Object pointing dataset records
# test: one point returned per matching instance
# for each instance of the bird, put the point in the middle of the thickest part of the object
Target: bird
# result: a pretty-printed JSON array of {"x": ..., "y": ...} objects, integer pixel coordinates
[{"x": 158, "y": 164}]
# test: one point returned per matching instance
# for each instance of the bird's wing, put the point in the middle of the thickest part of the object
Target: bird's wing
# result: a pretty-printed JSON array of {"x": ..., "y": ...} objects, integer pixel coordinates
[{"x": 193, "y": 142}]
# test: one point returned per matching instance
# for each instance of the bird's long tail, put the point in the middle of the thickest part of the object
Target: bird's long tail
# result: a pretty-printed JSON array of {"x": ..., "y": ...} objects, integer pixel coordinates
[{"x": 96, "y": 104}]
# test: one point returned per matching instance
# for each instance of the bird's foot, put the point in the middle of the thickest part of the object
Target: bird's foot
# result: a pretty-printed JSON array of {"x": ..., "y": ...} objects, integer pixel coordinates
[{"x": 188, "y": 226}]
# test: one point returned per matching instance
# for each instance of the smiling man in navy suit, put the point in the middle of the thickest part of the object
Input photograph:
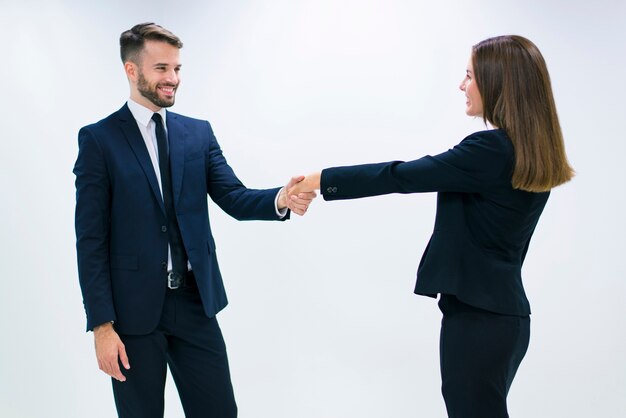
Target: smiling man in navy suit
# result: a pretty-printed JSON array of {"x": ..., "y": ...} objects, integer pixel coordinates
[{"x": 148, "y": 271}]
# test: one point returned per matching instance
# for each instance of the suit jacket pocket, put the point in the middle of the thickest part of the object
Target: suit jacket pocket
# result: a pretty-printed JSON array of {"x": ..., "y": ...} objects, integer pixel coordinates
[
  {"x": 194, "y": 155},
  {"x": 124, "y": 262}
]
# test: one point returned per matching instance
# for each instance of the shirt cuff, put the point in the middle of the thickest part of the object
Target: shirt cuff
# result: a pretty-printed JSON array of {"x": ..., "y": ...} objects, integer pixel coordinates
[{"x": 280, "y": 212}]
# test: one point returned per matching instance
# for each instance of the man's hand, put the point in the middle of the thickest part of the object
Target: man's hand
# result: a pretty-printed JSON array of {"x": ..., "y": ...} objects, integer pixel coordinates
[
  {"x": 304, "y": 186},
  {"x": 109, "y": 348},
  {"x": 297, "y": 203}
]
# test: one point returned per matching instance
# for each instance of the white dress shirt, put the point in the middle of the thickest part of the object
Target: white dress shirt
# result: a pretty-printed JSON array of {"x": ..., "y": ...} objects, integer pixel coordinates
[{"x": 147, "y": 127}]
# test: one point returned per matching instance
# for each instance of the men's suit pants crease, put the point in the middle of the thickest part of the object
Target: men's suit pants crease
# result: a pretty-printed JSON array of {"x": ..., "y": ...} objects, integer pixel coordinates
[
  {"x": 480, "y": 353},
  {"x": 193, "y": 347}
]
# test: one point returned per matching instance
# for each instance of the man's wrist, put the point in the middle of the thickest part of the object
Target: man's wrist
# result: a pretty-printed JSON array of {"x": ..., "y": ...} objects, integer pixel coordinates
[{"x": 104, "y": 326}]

--

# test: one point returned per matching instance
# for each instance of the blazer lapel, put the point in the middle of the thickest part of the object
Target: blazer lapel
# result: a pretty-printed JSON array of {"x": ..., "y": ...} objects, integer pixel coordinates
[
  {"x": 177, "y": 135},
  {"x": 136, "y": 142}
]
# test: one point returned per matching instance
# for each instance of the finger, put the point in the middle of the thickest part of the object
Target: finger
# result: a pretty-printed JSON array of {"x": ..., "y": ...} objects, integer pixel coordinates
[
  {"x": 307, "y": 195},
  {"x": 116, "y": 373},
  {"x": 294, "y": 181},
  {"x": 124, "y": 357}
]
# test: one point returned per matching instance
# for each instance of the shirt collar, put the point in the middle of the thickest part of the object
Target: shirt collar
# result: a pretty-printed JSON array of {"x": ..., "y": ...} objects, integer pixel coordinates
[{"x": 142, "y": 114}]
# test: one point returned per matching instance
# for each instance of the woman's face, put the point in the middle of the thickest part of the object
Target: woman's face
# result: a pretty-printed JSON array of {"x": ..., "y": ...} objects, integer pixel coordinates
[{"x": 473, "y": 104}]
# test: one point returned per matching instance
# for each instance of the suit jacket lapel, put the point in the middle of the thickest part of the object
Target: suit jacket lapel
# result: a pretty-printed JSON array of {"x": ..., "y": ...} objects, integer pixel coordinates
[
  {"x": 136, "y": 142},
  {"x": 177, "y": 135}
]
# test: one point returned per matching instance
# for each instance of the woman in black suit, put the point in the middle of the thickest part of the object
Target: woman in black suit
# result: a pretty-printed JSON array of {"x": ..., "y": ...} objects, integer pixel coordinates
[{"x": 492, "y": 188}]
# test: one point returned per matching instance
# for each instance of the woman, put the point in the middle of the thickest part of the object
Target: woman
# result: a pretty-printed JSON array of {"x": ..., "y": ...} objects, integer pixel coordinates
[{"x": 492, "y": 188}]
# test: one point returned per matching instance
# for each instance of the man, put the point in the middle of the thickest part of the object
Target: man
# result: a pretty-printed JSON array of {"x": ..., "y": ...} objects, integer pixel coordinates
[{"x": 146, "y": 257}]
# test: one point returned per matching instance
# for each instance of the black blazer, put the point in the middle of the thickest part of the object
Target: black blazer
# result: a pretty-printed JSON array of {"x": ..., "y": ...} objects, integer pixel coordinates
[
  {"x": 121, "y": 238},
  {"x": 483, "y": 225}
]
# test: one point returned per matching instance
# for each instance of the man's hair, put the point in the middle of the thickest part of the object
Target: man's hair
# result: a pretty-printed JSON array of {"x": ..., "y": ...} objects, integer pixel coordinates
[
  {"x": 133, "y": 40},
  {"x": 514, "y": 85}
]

Objective => Pull out every line of the data above that contains the word "navy", treating uppercase and lowercase as different.

Answer to this task =>
# for each instance of the smiling man in navy suit, put the point in the middle of the thickest part of the object
Target: smiling man in navy suit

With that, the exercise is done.